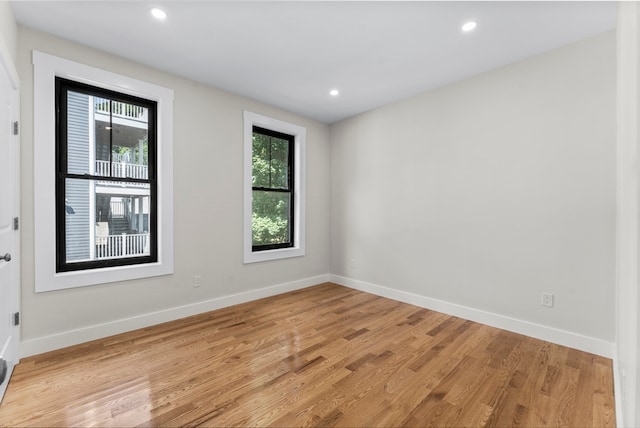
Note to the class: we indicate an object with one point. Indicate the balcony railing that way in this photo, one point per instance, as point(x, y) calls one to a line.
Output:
point(119, 109)
point(121, 170)
point(119, 246)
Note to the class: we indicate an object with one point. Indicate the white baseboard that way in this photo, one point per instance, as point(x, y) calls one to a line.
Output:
point(618, 392)
point(538, 331)
point(99, 331)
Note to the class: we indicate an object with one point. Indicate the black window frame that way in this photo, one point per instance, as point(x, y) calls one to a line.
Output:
point(62, 87)
point(290, 187)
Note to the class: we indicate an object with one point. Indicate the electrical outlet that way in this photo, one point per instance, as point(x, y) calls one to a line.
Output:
point(547, 300)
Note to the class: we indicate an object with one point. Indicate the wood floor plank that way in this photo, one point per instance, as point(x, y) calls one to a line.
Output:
point(321, 356)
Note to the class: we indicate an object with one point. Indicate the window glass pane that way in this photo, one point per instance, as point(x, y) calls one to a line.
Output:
point(270, 218)
point(122, 139)
point(279, 163)
point(106, 220)
point(270, 162)
point(260, 159)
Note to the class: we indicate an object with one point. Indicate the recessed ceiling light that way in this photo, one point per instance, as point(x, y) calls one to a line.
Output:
point(159, 14)
point(469, 26)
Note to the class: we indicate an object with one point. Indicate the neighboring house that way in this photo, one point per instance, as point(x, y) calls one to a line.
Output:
point(106, 219)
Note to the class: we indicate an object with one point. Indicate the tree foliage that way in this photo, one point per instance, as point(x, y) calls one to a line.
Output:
point(270, 217)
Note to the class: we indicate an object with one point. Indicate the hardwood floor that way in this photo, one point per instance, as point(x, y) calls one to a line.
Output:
point(323, 356)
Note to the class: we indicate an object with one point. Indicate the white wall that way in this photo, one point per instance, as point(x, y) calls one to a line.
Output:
point(208, 160)
point(8, 28)
point(487, 192)
point(627, 320)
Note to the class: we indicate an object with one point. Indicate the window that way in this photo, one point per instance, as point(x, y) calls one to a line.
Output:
point(274, 183)
point(272, 214)
point(103, 176)
point(106, 185)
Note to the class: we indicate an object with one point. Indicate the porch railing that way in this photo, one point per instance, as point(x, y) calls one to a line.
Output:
point(119, 246)
point(120, 109)
point(121, 170)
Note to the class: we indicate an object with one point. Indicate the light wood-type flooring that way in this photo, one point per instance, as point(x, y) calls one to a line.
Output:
point(322, 356)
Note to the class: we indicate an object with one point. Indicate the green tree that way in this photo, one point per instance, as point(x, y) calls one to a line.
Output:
point(270, 217)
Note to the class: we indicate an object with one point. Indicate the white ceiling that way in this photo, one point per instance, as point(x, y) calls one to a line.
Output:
point(290, 54)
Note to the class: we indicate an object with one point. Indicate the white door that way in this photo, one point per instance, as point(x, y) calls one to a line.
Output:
point(9, 235)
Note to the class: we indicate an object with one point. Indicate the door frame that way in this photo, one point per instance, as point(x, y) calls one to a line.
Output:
point(7, 66)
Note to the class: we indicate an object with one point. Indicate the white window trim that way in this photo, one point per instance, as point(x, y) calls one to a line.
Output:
point(46, 68)
point(300, 135)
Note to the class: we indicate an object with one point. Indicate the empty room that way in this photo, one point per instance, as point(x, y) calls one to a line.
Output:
point(368, 213)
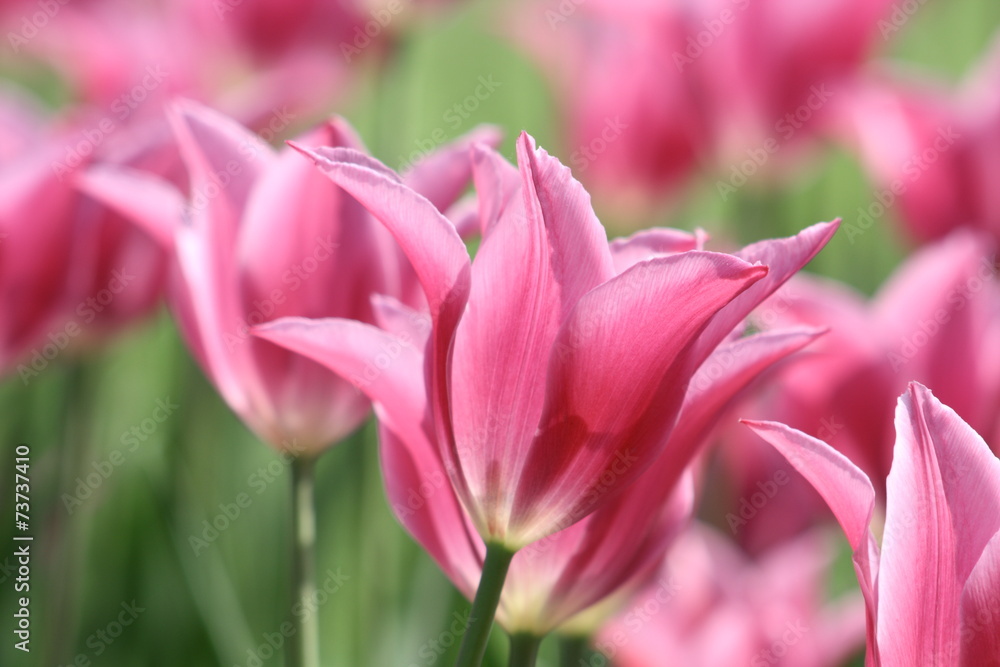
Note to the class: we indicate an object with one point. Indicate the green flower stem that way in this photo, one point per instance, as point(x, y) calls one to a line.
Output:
point(524, 649)
point(303, 645)
point(484, 607)
point(573, 651)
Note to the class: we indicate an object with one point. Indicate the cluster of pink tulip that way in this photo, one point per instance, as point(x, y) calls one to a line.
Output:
point(551, 399)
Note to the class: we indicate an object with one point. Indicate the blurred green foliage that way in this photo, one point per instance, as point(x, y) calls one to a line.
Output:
point(130, 539)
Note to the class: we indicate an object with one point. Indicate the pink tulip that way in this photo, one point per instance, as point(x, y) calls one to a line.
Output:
point(73, 272)
point(654, 90)
point(540, 381)
point(933, 589)
point(931, 152)
point(620, 545)
point(929, 322)
point(709, 605)
point(517, 482)
point(262, 235)
point(935, 320)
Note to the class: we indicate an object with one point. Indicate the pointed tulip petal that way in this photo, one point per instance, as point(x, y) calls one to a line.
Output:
point(386, 368)
point(443, 175)
point(149, 201)
point(651, 243)
point(616, 356)
point(847, 491)
point(943, 508)
point(783, 257)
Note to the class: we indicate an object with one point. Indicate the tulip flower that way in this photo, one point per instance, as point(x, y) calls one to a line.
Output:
point(932, 590)
point(656, 90)
point(261, 234)
point(710, 605)
point(930, 151)
point(540, 384)
point(933, 321)
point(72, 272)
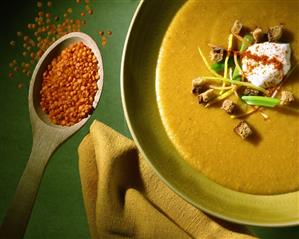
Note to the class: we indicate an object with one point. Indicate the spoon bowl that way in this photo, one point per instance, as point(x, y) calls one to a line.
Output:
point(47, 136)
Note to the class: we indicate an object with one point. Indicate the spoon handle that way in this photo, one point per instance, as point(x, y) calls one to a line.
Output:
point(18, 215)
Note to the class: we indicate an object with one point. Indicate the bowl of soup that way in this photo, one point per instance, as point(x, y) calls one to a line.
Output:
point(194, 150)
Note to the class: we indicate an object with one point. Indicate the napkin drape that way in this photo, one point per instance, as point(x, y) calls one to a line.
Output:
point(124, 198)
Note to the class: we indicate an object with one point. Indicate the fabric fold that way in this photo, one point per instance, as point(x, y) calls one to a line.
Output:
point(124, 198)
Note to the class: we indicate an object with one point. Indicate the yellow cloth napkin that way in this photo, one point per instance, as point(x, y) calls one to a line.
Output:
point(124, 198)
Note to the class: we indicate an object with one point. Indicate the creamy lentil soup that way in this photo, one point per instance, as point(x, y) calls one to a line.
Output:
point(267, 163)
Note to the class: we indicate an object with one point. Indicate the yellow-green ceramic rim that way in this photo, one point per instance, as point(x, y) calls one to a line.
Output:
point(139, 61)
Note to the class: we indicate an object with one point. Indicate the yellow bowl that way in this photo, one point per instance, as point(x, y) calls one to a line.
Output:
point(139, 99)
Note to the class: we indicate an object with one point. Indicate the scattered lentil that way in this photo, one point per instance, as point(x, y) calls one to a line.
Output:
point(44, 29)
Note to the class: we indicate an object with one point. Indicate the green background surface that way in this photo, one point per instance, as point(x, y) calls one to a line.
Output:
point(59, 211)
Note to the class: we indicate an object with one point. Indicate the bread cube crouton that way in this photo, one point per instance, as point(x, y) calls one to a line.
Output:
point(243, 130)
point(236, 27)
point(217, 54)
point(198, 86)
point(286, 98)
point(228, 106)
point(274, 33)
point(258, 34)
point(206, 96)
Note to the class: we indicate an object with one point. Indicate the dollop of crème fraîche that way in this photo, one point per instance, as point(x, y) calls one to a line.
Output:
point(266, 64)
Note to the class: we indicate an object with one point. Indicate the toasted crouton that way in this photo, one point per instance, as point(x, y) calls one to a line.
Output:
point(243, 130)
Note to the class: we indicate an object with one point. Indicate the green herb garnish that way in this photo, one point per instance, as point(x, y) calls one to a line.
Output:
point(261, 101)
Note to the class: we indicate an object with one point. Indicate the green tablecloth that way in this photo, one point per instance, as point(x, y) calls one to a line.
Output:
point(59, 211)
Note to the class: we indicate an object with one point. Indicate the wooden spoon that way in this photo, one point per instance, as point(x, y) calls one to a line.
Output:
point(46, 138)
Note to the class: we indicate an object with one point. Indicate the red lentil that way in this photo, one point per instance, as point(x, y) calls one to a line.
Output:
point(69, 85)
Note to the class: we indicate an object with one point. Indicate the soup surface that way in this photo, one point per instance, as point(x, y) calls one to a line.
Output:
point(268, 163)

+++

WHAT TO PRODUCE:
Only the pictures may be dropped when you copy the data above; everything else stays exact.

REPLY TO THE TASK:
Note to the class: we indicate an object with one point. Indicate the balcony railing that way in this photo, one point per instance, as point(x, y) calls one to a line.
Output:
point(119, 109)
point(121, 170)
point(119, 246)
Note to the class: we indicate an object with one point. Indicate the white baseboard that way in this photo, one point per instance, as point(x, y) calls one to a line.
Output:
point(618, 392)
point(538, 331)
point(99, 331)
Note to the class: we indicate an object with one point. Indicate the black window frame that way in this photo, one point per instance, as point(x, y) calls one to a line.
Output:
point(62, 87)
point(290, 187)
Note to the class: we indicate an object with one point. Indicate the electrical outlet that way in this photo, one point per instance, as point(x, y) calls one to a line.
Output:
point(547, 300)
Note to the class: we indicate an object with one point. Indicate the wood floor plank that way in this photo, one point per instance, as point(x, y) calls one to a line.
Output:
point(321, 356)
Note to the class: we indicate an object with one point. Indicate the window glass pane that way in this photo, one point per instance, as point(x, y) calls one to a line.
Output:
point(270, 218)
point(122, 139)
point(279, 163)
point(106, 220)
point(270, 162)
point(260, 159)
Note to the class: we indicate an object with one point. Indicate the recessed ceiling light that way in this photo, one point per instance, as point(x, y) calls one to a line.
Output:
point(159, 14)
point(469, 26)
Note to the class: we indicate an object with one point. Indicate the neighboring house that way in this photo, one point per instance, as point(x, y) calls one to a line.
Output:
point(106, 219)
Note to the class: we indicate an object with one point. Indicate the tree foliage that way in this photo, one point per instance, as point(x, y) calls one to a line.
Output:
point(270, 217)
Note to the class: we indicate an object with one point. Indicate the hardwood floor that way in this photo, one point per instance, as point(x, y) calls one to a line.
Output:
point(323, 356)
Note to the class: we indicate an object with one point. Indicate the white wall that way in this photo, one point per instance, as point(x, y) calls one to a line.
Output:
point(208, 160)
point(8, 28)
point(487, 192)
point(627, 320)
Note to the class: we indicate an object with one point. Indicate the window that way in this photo, one point per instance, as point(x, y) calls one to a line.
Output:
point(274, 183)
point(272, 214)
point(103, 176)
point(106, 185)
Note to the class: we indicate an object with one point. Indicate the porch railing that way in this photo, one point per instance, as point(x, y) calls one to a line.
Output:
point(119, 246)
point(120, 109)
point(121, 170)
Note to the class: we indicate an object with one point. Indicate the light wood-type flooring that way in this photo, one point per instance, as point(x, y) calls one to a line.
Output:
point(322, 356)
Note to the class: we indicate an object with one point. Indicate the green tree that way in this photo, one point per instance, as point(x, y) calls one to a line.
Output:
point(270, 217)
Note to the class: we indicate an object with one point. Indicate the white ceiling that way in this photo, one point per instance, as point(x, y) calls one to a line.
Output:
point(290, 54)
Note to the class: we indicate an object with one point. Indicate the white door that way in this photo, one point per instance, as point(x, y) calls one to a line.
Output:
point(9, 235)
Note to the class: we indicate an object with one point. Indicate the door frame that way in this photo, one point per instance, as point(x, y) calls one to a line.
Output:
point(7, 66)
Note to the class: we indicate an object with one point. Indicate the white window trim that way in this photo, one point per instance, as point(x, y) calls one to a line.
Output:
point(46, 68)
point(300, 135)
Note to the class: we indicate an object with one point. Indicate the empty room that way in this photo, one point per instance, as point(x, y) calls one to a line.
Output:
point(368, 213)
Note to the class: we indicate an object with one point. Indicate the green flower stem that way in this photo, one point per instance, as point(x, y) calls one to a line.
Output:
point(524, 649)
point(303, 645)
point(484, 607)
point(573, 651)
Note to the class: we indicate an object with one point. Indicate the cluster of pink tulip that way in this photo, one point per instance, as point(x, y) calls one to a line.
Output:
point(551, 399)
Note to the class: we indicate an object with one point. Indicate the blurred green foliage that way in this photo, one point per instance, as point(x, y) calls one to a line.
Output:
point(130, 539)
Note to the class: we indicate an object with one point. Indicate the pink tulip that way in this photo, one point per instance, as point(x, y) calls one to a line.
Output:
point(73, 272)
point(654, 90)
point(540, 381)
point(933, 589)
point(931, 152)
point(620, 545)
point(929, 322)
point(709, 605)
point(517, 482)
point(262, 235)
point(935, 320)
Note to the class: we indicate an object with one point. Indicate the pointed tulip petal that way in this photo, one point per instance, as point(x, y) calls one to a line.
Output:
point(386, 368)
point(443, 175)
point(149, 201)
point(651, 243)
point(616, 356)
point(847, 491)
point(943, 508)
point(783, 257)
Note to the class: we indicate an object with one point. Indicate the tulip flower that way in this photo, one point per instance, as point(x, y) calls one to a line.
Output:
point(932, 590)
point(656, 90)
point(261, 234)
point(710, 605)
point(930, 151)
point(540, 384)
point(933, 321)
point(72, 272)
Note to the class: we indicate an object with one point. Indicate the spoon bowl that way in this photo, one point per instance, as point(x, y) calls one to a line.
Output:
point(47, 136)
Note to the class: we indicate an object with one point. Indicate the spoon handle that way in this photo, one point per instance, as point(x, y) calls one to a line.
Output:
point(18, 215)
Note to the class: we indicate an object with one point. Indicate the bowl of soup that way in this photo, one point per instance, as point(x, y) calls one to a line.
Output:
point(194, 150)
Note to the class: we indicate an object with one point. Indicate the napkin drape that way in this photo, one point per instance, as point(x, y) calls one to a line.
Output:
point(124, 198)
Note to the class: we indicate an object with one point. Indicate the fabric fold that way in this photo, one point per instance, as point(x, y) calls one to a line.
Output:
point(124, 198)
Note to the class: we indicate an object with one point. Indicate the yellow cloth napkin that way in this photo, one point per instance, as point(x, y) calls one to a line.
Output:
point(124, 198)
Note to the class: we indicate an object with one point. Indicate the creamy lentil soup that way in this photo, one point per instance, as point(x, y) calls one to a line.
Output:
point(267, 163)
Note to the class: we indicate an object with one point. Indicate the yellow-green ceramic rim that way in this photo, one point per instance, as point(x, y) calls one to a line.
Output:
point(139, 61)
Note to the class: we indicate an object with one point. Indicate the yellow bowl that way in this photo, one point per instance, as point(x, y) calls one to a line.
Output:
point(139, 99)
Note to the class: we indicate an object with one point. Indicate the scattered lentil that way in this photo, one point per instance, as point(x, y) calls one to a line.
Output:
point(44, 29)
Note to the class: we indicate an object with one point. Indicate the green background surface that way in this photo, one point per instance, as point(x, y) calls one to a line.
Output:
point(59, 211)
Note to the class: we indicate an object with one point. Indicate the bread cube crouton that way in this photo, one point per instance, as point(x, y) calls one to a line.
Output:
point(243, 130)
point(236, 27)
point(217, 54)
point(198, 86)
point(286, 98)
point(228, 106)
point(274, 33)
point(258, 34)
point(206, 96)
Note to the class: we indicate an object with one point. Indicate the dollop of crème fraîche that way in this photo, one point per instance, as point(x, y) calls one to a line.
Output:
point(266, 64)
Note to the class: we indicate an object with one point. Indicate the toasted crouton that way in this photo, one point per instance, as point(x, y) calls one to a line.
Output:
point(243, 130)
Note to the class: we indicate an object with one point. Indicate the green herb garnish that way in this photo, one point per instance, as point(x, y) calls one to a line.
Output:
point(261, 101)
Note to the class: we indicate an object with one point. Indicate the green tablecloth that way in this photo, one point per instance, as point(x, y) calls one to a line.
Output:
point(59, 211)
Note to the class: we indicate an object with one point. Indicate the wooden spoon that way in this photo, one point per instance, as point(x, y) calls one to a line.
Output:
point(46, 138)
Note to the class: we indicate an object with one point. Indicate the red lentil that way in this photo, one point per instance, as point(x, y) calls one to a line.
Output:
point(69, 85)
Note to the class: we indicate an object with one point. Indicate the soup surface that way in this photo, one point per instance, as point(x, y) calls one to a line.
Output:
point(268, 163)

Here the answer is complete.